Problem statement: Each line from the start of the data below through the one containing "190L126 192L171 213L176" must be reproduced exactly.

Collected data:

# # #

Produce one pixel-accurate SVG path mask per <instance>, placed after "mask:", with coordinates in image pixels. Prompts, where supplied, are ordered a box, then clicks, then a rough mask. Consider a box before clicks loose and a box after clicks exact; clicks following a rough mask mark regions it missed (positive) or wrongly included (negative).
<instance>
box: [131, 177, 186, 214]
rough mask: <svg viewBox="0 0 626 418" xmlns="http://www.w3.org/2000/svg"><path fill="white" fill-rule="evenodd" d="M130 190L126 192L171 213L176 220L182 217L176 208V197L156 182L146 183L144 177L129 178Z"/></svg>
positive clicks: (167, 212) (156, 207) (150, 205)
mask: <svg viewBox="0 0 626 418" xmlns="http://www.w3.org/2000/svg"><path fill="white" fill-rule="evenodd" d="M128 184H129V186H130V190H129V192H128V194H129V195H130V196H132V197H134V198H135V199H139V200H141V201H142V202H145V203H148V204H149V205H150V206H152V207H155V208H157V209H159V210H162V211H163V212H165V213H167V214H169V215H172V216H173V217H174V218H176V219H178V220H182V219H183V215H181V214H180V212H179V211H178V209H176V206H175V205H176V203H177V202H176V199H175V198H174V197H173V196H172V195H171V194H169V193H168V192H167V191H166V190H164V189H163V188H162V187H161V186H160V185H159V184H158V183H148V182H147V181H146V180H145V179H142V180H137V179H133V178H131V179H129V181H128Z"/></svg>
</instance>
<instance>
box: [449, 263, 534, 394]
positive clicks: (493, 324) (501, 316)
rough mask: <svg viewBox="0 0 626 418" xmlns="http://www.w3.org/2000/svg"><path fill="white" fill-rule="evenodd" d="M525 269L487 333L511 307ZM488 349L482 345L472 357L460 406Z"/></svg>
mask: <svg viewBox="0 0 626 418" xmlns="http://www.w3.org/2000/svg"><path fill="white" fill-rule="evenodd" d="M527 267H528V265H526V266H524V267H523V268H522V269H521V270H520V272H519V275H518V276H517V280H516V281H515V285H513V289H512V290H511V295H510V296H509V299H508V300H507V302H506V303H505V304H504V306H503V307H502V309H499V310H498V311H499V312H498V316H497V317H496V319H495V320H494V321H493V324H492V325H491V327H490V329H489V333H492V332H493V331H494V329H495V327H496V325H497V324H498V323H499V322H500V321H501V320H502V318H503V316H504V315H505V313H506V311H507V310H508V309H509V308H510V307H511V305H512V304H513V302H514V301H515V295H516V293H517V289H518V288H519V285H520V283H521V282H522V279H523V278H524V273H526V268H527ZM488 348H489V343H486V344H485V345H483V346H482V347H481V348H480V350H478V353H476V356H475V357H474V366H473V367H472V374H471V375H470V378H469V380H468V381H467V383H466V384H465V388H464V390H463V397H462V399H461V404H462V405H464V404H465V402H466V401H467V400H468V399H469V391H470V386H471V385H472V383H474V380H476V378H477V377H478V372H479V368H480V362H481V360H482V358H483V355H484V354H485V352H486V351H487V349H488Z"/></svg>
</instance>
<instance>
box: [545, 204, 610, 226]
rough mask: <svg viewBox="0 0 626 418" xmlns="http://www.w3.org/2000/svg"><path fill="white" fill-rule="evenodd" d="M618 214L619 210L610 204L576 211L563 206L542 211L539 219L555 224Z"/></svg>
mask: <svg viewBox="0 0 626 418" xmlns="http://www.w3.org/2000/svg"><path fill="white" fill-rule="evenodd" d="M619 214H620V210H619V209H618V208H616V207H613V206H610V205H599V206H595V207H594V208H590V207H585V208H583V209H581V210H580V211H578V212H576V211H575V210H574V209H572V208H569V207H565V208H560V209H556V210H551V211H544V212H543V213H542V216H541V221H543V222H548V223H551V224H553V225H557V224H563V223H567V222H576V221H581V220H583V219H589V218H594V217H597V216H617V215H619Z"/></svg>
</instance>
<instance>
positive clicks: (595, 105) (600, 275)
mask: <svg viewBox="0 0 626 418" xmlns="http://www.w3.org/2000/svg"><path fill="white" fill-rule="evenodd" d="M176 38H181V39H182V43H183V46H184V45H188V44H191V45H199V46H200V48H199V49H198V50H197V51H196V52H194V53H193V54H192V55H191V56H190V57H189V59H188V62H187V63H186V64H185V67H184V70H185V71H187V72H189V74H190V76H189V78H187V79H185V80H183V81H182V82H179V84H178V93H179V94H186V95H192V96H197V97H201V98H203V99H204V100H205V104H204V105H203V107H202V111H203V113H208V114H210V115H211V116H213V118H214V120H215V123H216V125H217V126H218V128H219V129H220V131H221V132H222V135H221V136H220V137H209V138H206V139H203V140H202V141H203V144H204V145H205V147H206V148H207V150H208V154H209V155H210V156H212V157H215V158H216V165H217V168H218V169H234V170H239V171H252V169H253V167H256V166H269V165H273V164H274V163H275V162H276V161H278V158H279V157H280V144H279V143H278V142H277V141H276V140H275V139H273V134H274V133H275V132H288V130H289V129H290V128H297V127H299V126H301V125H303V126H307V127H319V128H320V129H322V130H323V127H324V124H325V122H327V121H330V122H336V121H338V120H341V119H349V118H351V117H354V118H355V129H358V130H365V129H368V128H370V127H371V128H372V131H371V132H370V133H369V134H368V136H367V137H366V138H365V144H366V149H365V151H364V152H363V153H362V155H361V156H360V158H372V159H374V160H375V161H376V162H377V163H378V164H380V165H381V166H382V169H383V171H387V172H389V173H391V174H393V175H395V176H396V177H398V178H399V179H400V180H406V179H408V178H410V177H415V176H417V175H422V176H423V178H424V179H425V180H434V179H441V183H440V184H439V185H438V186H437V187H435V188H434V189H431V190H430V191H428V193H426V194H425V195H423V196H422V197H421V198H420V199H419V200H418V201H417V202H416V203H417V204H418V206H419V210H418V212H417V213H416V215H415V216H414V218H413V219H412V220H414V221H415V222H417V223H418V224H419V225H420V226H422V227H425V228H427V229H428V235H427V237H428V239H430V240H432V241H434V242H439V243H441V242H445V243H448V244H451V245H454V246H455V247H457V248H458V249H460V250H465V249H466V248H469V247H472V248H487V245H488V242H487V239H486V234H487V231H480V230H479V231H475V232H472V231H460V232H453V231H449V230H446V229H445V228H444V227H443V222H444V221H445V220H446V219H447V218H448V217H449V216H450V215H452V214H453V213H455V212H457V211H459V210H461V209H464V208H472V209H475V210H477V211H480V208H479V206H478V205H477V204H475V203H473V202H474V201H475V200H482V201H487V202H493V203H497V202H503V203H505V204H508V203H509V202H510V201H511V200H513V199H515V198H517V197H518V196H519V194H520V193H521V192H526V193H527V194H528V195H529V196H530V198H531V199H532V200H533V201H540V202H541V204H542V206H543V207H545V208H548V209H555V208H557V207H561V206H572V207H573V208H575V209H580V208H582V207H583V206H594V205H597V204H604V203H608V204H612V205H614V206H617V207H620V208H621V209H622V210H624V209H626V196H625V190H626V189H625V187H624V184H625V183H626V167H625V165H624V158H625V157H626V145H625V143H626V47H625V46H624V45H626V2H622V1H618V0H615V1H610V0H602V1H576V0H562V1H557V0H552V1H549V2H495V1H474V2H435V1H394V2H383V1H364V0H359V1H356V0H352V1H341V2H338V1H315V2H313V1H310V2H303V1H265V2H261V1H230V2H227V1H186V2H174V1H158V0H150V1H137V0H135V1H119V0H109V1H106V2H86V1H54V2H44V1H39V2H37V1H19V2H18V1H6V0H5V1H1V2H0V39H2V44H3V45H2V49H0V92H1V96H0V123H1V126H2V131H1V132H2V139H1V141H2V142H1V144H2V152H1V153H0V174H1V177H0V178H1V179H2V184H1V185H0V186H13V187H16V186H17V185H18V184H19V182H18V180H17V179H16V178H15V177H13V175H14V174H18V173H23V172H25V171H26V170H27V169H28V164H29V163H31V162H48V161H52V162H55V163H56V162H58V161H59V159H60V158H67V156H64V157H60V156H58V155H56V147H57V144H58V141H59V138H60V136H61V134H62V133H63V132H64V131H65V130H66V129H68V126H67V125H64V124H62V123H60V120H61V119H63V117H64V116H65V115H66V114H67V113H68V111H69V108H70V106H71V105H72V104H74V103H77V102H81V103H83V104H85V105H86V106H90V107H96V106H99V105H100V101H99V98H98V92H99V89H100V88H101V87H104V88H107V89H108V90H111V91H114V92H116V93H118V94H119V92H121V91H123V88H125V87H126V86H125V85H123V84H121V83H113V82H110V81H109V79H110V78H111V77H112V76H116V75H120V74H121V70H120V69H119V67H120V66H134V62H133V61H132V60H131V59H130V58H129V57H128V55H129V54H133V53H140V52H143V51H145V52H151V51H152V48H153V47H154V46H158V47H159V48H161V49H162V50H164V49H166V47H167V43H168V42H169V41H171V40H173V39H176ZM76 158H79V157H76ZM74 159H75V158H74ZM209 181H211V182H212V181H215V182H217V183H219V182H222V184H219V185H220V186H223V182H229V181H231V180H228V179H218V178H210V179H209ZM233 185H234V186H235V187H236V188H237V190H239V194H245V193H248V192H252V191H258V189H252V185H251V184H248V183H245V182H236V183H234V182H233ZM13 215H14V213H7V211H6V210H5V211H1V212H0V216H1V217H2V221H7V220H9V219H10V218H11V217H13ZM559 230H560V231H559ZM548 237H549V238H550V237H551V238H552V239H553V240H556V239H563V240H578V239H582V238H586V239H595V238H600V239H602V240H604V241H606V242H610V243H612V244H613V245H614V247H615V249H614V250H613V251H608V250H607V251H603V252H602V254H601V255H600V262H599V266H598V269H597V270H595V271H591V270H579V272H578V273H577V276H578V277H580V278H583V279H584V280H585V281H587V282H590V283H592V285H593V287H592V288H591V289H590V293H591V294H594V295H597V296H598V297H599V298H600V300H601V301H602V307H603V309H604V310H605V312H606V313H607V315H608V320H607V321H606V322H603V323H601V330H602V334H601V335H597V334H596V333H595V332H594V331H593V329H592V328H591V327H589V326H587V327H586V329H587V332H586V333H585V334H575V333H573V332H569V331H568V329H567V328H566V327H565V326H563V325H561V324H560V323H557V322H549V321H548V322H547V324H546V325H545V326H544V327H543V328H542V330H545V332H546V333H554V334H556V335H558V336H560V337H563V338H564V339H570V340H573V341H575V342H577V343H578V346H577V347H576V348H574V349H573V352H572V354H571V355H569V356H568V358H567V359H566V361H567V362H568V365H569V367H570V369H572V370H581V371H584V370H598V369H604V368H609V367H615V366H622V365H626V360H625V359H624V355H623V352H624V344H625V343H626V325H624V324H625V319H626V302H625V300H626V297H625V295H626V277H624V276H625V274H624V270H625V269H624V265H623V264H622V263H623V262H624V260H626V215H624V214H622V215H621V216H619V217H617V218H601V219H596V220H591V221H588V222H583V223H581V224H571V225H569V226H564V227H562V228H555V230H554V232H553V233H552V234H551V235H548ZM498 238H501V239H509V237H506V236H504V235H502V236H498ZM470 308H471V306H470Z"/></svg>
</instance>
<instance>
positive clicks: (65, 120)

# # #

Answer to the problem:
Produce one pixel-accurate SVG path mask per <instance>, placed after "mask:", with coordinates in image pixels. Prompts, where supplied, are ordered a box, then clicks, then a rough mask. Consider a box before clicks loose and a box after clicks exact; clicks following a rough mask mark regions it missed (positive) or wrongly included (negative).
<instance>
box: [131, 177, 186, 214]
rough mask: <svg viewBox="0 0 626 418" xmlns="http://www.w3.org/2000/svg"><path fill="white" fill-rule="evenodd" d="M130 190L126 192L171 213L176 220L182 217L176 208V197L156 182L146 183L144 177L129 178Z"/></svg>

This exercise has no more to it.